INPUT FOR THIS TASK —
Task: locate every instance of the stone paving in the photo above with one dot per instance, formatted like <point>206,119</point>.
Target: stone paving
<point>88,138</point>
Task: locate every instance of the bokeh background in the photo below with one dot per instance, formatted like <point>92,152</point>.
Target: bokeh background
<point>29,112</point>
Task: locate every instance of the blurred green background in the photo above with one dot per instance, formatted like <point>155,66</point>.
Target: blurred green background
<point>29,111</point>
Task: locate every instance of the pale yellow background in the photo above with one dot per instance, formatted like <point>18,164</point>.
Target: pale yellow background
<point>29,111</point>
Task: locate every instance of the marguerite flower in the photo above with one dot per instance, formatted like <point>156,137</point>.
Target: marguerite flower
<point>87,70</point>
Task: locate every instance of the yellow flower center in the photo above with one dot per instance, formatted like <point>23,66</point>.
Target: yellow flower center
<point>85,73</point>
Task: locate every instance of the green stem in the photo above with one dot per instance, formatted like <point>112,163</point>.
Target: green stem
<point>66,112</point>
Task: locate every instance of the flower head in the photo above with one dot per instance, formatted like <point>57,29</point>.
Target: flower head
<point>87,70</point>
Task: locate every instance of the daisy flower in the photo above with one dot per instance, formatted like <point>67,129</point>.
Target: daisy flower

DIRECTION — Could you copy out every line of the material above, word for word and in the same order?

RESULT BELOW —
Task: locate every instance of the stone paving in the photo above with one dot per instance, formatted like <point>206,119</point>.
Target: stone paving
<point>88,138</point>
Task: locate every instance of the bokeh background in the photo below with one dot per instance, formatted like <point>92,152</point>.
Target: bokeh background
<point>29,112</point>
Task: locate every instance of the blurred green background in the photo above with one dot per instance, formatted like <point>155,66</point>.
Target: blurred green background
<point>29,111</point>
Task: locate every instance of the pale yellow background in the photo above with one dot per instance, formatted like <point>18,164</point>.
Target: pale yellow background
<point>29,111</point>
Task: locate every instance of the marguerite flower in the photo above with one dot per instance, formatted like <point>156,137</point>.
Target: marguerite flower
<point>87,70</point>
Task: locate every instance of the yellow flower center in the photo above with one dot per instance, formatted like <point>23,66</point>.
Target: yellow flower center
<point>85,73</point>
Task: locate every instance of the green stem in the photo above with one dot per instance, formatted like <point>112,163</point>.
Target: green stem
<point>66,112</point>
Task: locate every instance of the flower head in the photo above with one dot per instance, formatted like <point>57,29</point>.
Target: flower head
<point>87,70</point>
Task: locate every instance of the daisy flower in the photo above with one dot per instance, formatted like <point>67,129</point>.
Target: daisy flower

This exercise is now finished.